▶ [LISTING]

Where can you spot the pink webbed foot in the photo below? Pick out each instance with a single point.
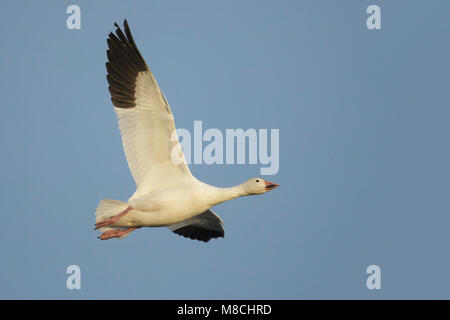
(113, 219)
(116, 233)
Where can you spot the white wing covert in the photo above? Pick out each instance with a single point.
(146, 123)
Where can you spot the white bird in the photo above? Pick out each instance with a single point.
(167, 194)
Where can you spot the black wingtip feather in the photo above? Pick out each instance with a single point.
(124, 63)
(196, 233)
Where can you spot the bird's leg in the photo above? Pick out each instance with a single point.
(116, 233)
(113, 219)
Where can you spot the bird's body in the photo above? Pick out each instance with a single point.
(167, 194)
(170, 206)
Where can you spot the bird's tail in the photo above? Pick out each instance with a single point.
(108, 208)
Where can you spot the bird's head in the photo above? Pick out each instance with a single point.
(258, 186)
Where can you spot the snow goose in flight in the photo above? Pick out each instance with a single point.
(167, 194)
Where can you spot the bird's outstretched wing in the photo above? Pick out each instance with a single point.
(146, 123)
(203, 227)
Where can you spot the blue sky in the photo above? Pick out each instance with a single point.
(364, 151)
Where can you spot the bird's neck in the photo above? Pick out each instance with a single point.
(224, 194)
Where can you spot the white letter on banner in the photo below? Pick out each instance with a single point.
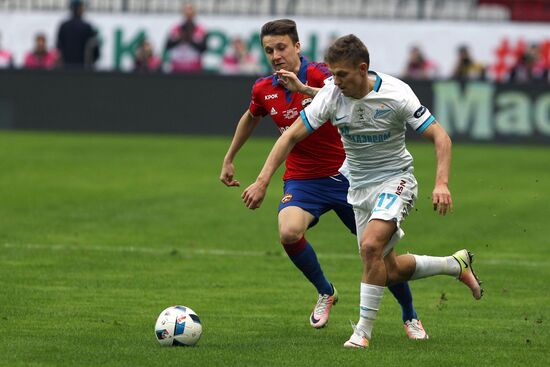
(468, 113)
(542, 114)
(514, 115)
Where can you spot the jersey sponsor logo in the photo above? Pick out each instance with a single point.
(286, 198)
(291, 114)
(419, 112)
(381, 112)
(400, 188)
(283, 129)
(360, 138)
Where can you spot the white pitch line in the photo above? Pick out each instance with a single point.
(222, 252)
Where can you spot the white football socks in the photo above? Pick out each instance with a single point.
(371, 296)
(427, 266)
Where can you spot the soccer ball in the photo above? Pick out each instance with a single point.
(178, 325)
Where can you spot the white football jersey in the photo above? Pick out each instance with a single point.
(372, 128)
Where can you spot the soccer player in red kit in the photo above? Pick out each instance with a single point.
(313, 184)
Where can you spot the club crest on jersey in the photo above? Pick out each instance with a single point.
(381, 112)
(419, 112)
(286, 198)
(291, 114)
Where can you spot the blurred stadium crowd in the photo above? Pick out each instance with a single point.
(77, 46)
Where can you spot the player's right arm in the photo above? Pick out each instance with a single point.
(244, 129)
(254, 194)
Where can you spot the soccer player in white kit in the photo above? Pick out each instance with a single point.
(371, 111)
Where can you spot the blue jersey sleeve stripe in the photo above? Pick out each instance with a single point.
(425, 124)
(323, 68)
(306, 122)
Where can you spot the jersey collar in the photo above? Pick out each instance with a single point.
(378, 81)
(302, 73)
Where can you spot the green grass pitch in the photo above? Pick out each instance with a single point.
(99, 233)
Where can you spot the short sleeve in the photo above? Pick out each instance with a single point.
(316, 75)
(414, 113)
(256, 104)
(321, 108)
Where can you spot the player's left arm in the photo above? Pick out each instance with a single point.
(255, 193)
(441, 195)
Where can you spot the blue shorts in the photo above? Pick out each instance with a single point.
(318, 196)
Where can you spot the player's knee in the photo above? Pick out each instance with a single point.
(289, 235)
(371, 249)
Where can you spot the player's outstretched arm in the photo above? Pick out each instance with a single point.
(290, 81)
(254, 194)
(244, 129)
(441, 195)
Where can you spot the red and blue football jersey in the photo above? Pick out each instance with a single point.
(319, 155)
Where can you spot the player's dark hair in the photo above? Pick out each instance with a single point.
(280, 27)
(349, 49)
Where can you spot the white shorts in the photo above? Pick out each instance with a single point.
(390, 200)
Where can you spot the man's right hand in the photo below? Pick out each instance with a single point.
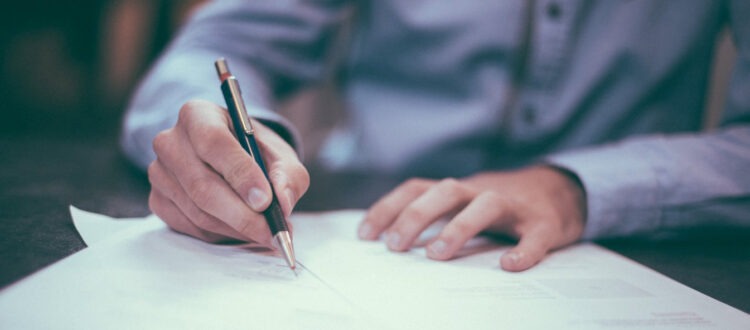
(205, 185)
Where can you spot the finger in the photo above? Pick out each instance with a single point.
(445, 197)
(487, 208)
(386, 210)
(175, 219)
(206, 126)
(531, 249)
(288, 175)
(166, 184)
(207, 189)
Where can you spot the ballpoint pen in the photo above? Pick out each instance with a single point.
(246, 135)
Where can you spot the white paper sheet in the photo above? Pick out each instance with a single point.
(142, 275)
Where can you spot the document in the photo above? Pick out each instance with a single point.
(137, 273)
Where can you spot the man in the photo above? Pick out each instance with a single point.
(549, 121)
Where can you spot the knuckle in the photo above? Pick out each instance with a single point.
(202, 191)
(240, 171)
(301, 176)
(461, 228)
(449, 187)
(152, 173)
(162, 142)
(414, 213)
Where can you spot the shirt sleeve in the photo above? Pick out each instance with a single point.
(660, 184)
(272, 47)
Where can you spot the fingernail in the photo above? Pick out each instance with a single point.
(364, 231)
(257, 199)
(289, 201)
(514, 257)
(437, 248)
(393, 240)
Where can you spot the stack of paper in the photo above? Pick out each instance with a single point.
(139, 274)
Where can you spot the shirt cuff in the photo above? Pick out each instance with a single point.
(621, 186)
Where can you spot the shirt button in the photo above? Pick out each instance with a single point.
(529, 115)
(553, 10)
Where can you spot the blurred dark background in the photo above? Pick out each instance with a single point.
(66, 67)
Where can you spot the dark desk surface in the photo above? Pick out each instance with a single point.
(41, 177)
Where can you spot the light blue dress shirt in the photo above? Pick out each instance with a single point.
(613, 91)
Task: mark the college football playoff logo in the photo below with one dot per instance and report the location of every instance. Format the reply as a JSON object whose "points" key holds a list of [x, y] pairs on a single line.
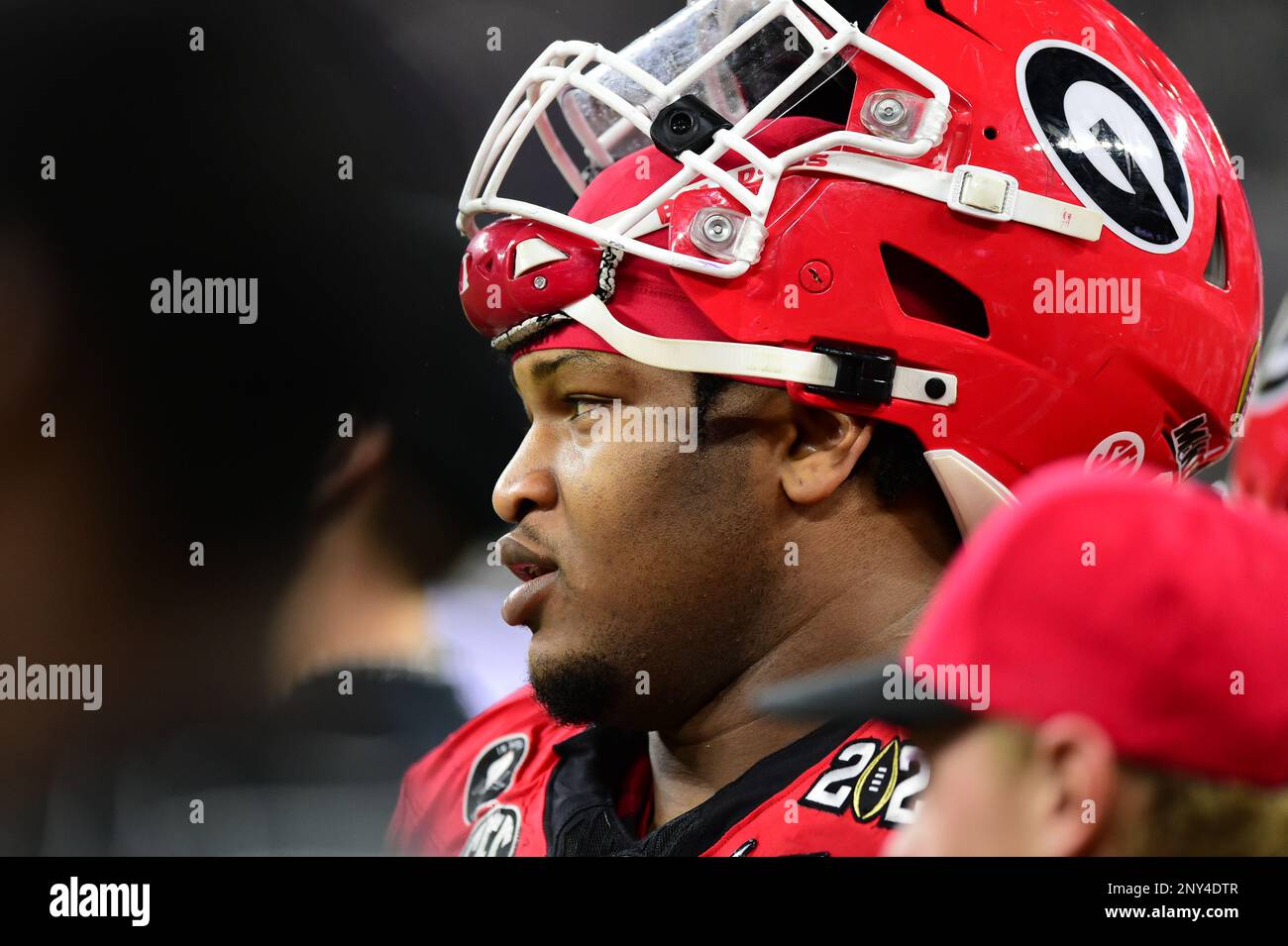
{"points": [[493, 773]]}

▶ [REQUEST] Leaving out every picture, transcribe exactly the lines from the line that contains "Where can you spot the dark" through the final line of the entries above.

▶ [ANSWER IN FULL]
Where can you spot the dark desk surface in the photo above? Pick out each instance with a single point.
(41, 177)
Where can you spot the light blue dress shirt in the photo above? Pick out each instance with a single point.
(613, 91)
Task: mark the college football playoff logo in the photo below with one dot per instance and report the location of every instance. Format the reply as a JSON object whose "points" key holds a list of [x, y] pairs on a single line.
{"points": [[493, 773]]}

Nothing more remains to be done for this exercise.